── MATERIAL FOR THIS TASK

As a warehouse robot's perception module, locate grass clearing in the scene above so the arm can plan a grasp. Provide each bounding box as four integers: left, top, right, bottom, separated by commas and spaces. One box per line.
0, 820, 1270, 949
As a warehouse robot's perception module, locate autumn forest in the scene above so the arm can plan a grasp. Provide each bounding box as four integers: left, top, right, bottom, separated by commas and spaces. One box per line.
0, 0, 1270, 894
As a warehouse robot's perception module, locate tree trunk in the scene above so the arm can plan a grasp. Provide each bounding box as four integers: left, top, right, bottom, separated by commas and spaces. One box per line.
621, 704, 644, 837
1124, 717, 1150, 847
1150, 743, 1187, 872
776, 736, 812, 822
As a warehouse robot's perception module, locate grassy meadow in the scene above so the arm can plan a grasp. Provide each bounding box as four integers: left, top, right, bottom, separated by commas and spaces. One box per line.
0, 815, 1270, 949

────

> [WHAT YOU SHOULD DO] Format the listing from its first line up to and including the line with "0, 820, 1270, 949" as a Markdown table with the columns Row and Line. Number each row and leave out any blank lines.

> [RESULT OF THIS TASK]
| Row | Line |
|---|---|
| 1 | As a warehouse robot's perception module, locate grass clearing in the scene above so the arm can plan a grasp. Provide each bounding box as four integers: left, top, right, bottom, separated by commas and spaces. One box per line. |
| 2 | 0, 820, 1270, 949 |